In the last two works by this director, cars play an important part. In this current one, an accident kills the driver but his passenger escapes unharmed and that sets in motion the entire narrative. His previous film entitled Afire involves two men dying as they try to tow their own car. For me, it was a bad omen foretold.

Does anyone really believe in omens? After all, the Ides of March passed unremarkably. Synchronicity is another thing. As I was reading the word moth, a moth flew out of nowhere. It happens all the time. Not only moths but friends or relatives die or win lotteries at the moment they might enter your mind even though you haven’t thought of Uncle Max for eleven years.

We enjoy these random happenings as if portals to a place beyond. We crave transcendence. Surely, there must be another dimension, why else would my car be towed?

So there I was staring at the empty space where I had parked my car. By this time, Adele was about 15 blocks away but stayed on the line with me. Tamara was walking and graciously came back to be with me even as her husband Basil was waiting for her return. I thought I spotted Petzhold filming the entire human drama unfolding.

I was given a number to call. The police were very understanding of my predictament particularly when I played my age card and reliance on my walker. They arranged for a police car to pick me up. The officer was a model of human kindness as he first drove me to the police station to pay the fine, then to the towing place (which was closed) and lastly took me home.

Janice drove me to pick up my car this morning. Now, I have almost filled a page distracting me from my carelessness, from that elephant in the room.

 

 

Friday, April 3, 2026

Taking Back The Moon

The silver apples of the moon / The golden apples of the sun.

                                                     W.B. Yeats

The moon has always been the province of poets and songwriters. And now it is a destination.  No, not for low-housing, but as a base for further space travel. One hopes not for colonizing other planets.

Of course, we knew early on it was our satellite but wolves howled at it and troubadours pined under it to the point of lunacy.

For Somerset Maugham in The Moon and Sixpence, it represented the sublime. For Shakespeare, inconstancy. Eugene O'Neill saw the moon as a symbol of redemption in his A Moon for the Misbegotten. 

In Peggy's poem, Under the Unwed Moon, she wrote, The moon in the force of its pull releases the buried bones.

It also hit your eye like a big pizza pie. The moon can’t help it if it rhymes with June, balloon and sleepy lagoon. For Robert Graves in his book, White Goddess, the moon was the supreme muse; the feminine aspect which represented birth and the life of the imagination.

No argument from me though I was brought up thinking it was made of green cheese with cows jumping over to the fiddle of hi diddle-diddle.

Directions
Copy the source text word for word, from "Taking Back The" to "the buried bones.".

Data to examine
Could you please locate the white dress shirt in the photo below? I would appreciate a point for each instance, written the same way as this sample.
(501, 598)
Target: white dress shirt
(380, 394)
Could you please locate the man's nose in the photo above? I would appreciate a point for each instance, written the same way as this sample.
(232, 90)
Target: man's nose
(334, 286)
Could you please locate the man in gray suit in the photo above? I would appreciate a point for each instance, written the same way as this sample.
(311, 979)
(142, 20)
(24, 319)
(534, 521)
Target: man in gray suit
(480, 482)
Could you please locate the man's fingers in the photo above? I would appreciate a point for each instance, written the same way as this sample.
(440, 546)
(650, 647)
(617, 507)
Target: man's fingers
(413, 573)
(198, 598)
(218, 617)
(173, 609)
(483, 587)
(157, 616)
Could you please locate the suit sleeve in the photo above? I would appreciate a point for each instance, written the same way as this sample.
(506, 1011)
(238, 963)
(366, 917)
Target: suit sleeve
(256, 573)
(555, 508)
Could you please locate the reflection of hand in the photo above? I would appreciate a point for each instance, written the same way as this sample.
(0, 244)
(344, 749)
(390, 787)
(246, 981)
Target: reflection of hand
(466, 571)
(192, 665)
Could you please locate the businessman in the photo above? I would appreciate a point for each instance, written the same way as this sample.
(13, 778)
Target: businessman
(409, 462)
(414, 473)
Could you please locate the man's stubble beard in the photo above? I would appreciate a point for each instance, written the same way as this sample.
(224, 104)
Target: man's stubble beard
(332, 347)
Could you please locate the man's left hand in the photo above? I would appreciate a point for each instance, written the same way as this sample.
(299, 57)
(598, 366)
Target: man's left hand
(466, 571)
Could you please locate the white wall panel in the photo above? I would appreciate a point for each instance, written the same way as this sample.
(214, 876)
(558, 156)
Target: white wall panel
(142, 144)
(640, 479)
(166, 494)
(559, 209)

Task solution
Taking Back The Moon

The silver apples of the moon / The golden apples of the sun.

                                                     W.B. Yeats

The moon has always been the province of poets and songwriters. And now it is a destination.  No, not for low-housing, but as a base for further space travel. One hopes not for colonizing other planets.

Of course, we knew early on it was our satellite but wolves howled at it and troubadours pined under it to the point of lunacy.

For Somerset Maugham in The Moon and Sixpence, it represented the sublime. For Shakespeare, inconstancy. Eugene O'Neill saw the moon as a symbol of redemption in his A Moon for the Misbegotten. 

In Peggy's poem, Under the Unwed Moon, she wrote, The moon in the force of its pull releases the buried bones.